(Beginning of MATERIAL TO PROCESS)

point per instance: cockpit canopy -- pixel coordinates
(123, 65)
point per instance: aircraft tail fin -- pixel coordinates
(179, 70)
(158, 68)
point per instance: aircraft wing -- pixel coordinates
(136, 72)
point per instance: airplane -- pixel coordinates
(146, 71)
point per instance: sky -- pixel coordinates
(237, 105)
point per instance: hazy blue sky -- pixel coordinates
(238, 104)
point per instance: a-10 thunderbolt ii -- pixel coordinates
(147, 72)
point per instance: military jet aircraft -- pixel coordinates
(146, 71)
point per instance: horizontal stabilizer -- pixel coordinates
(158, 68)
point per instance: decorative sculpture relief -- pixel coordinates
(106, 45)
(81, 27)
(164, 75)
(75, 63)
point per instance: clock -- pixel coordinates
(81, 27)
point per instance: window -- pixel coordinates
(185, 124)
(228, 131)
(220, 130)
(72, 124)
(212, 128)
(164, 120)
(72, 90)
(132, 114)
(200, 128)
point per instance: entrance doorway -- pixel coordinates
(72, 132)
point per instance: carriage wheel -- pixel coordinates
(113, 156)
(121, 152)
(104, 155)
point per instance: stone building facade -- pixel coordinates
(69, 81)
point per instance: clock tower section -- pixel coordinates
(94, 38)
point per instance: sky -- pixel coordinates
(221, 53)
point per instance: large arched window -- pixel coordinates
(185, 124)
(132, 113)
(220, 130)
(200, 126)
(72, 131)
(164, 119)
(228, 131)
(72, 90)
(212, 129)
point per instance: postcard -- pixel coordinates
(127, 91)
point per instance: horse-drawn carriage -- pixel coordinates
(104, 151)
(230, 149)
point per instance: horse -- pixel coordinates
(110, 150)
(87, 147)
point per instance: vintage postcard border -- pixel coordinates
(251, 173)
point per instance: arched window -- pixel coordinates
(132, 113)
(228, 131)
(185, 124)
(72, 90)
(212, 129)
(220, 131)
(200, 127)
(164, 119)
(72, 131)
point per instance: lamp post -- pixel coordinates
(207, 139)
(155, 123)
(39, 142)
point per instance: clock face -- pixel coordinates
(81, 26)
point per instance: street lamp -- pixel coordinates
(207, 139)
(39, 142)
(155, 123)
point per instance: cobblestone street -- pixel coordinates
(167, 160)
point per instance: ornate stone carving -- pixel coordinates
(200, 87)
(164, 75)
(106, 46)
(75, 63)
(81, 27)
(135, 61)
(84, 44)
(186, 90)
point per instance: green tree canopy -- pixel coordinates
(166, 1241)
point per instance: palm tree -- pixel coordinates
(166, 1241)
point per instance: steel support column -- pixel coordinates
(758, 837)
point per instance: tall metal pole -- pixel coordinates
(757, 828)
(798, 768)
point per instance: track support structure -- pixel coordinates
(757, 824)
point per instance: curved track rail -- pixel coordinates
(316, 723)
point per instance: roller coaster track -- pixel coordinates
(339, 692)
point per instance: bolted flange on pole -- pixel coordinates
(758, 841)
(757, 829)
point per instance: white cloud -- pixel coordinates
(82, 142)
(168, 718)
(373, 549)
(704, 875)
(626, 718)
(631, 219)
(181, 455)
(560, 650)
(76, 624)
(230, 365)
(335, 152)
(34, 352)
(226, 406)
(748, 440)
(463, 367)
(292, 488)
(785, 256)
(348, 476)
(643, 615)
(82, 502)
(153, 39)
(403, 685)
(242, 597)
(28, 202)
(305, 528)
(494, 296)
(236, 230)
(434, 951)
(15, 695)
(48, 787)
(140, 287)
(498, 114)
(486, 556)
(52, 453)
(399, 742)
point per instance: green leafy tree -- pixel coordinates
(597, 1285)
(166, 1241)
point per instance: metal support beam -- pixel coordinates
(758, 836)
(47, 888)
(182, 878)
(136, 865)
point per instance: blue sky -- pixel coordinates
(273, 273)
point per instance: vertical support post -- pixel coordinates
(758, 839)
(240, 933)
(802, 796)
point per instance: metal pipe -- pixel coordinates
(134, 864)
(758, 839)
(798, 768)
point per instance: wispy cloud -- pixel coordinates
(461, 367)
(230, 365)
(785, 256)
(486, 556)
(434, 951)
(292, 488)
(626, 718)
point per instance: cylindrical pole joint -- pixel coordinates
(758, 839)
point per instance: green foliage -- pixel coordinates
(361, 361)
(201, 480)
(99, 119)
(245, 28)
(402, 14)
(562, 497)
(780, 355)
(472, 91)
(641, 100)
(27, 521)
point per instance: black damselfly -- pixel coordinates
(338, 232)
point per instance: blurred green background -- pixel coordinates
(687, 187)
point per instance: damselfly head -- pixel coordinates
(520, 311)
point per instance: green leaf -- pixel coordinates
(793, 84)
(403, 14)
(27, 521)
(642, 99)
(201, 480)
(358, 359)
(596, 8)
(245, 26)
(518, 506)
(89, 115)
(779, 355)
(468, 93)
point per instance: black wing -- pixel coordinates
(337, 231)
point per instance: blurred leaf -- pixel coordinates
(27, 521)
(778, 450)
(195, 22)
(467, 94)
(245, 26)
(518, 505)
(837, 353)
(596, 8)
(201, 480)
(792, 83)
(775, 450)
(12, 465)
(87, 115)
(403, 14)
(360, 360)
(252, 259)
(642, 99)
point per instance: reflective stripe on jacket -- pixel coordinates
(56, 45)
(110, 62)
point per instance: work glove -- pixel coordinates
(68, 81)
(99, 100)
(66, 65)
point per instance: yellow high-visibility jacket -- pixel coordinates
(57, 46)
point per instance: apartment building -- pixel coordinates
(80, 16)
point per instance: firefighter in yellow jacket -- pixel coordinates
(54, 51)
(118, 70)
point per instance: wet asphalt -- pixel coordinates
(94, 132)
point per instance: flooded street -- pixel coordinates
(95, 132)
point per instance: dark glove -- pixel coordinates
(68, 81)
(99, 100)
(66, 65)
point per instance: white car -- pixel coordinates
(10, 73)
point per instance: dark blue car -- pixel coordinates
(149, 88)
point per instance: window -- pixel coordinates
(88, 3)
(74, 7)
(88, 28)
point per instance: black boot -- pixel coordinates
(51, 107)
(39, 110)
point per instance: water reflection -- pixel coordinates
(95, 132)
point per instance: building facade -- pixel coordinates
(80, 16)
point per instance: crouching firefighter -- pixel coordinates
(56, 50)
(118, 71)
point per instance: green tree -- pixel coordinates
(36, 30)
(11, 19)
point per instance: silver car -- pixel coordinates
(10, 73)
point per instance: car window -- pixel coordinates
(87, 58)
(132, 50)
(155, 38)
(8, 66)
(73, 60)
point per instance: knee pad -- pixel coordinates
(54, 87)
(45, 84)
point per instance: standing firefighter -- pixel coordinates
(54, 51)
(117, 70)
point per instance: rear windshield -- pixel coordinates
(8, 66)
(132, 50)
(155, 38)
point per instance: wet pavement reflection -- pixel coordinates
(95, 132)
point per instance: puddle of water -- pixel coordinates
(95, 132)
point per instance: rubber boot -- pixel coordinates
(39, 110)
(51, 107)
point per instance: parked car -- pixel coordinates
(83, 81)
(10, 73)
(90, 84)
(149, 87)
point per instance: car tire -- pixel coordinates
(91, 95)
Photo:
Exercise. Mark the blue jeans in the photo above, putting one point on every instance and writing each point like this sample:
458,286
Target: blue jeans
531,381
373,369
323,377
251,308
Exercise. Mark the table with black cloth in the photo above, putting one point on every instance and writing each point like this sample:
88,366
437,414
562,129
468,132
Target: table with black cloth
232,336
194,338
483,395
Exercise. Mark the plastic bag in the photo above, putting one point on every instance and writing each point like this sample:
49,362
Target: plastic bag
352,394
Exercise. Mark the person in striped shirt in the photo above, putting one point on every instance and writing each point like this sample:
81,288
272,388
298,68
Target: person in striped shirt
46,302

(End of MATERIAL TO PROCESS)

Each line holding the word "this" must be pulled from the records.

**RESPONSE**.
Exercise. Mark the blue jeans in the photo above, putting one point on every instance and writing each point like this sample:
Exercise. Mark the table with black cloth in the photo above, putting one point on every instance and writing each point like this sample:
Exercise. Mark the plastic bag in the photo above, putting one point on every instance and writing each point like this sample:
Exercise. Mark the person in striped shirt in the photo above, putting one point on every instance and writing each point like this sample:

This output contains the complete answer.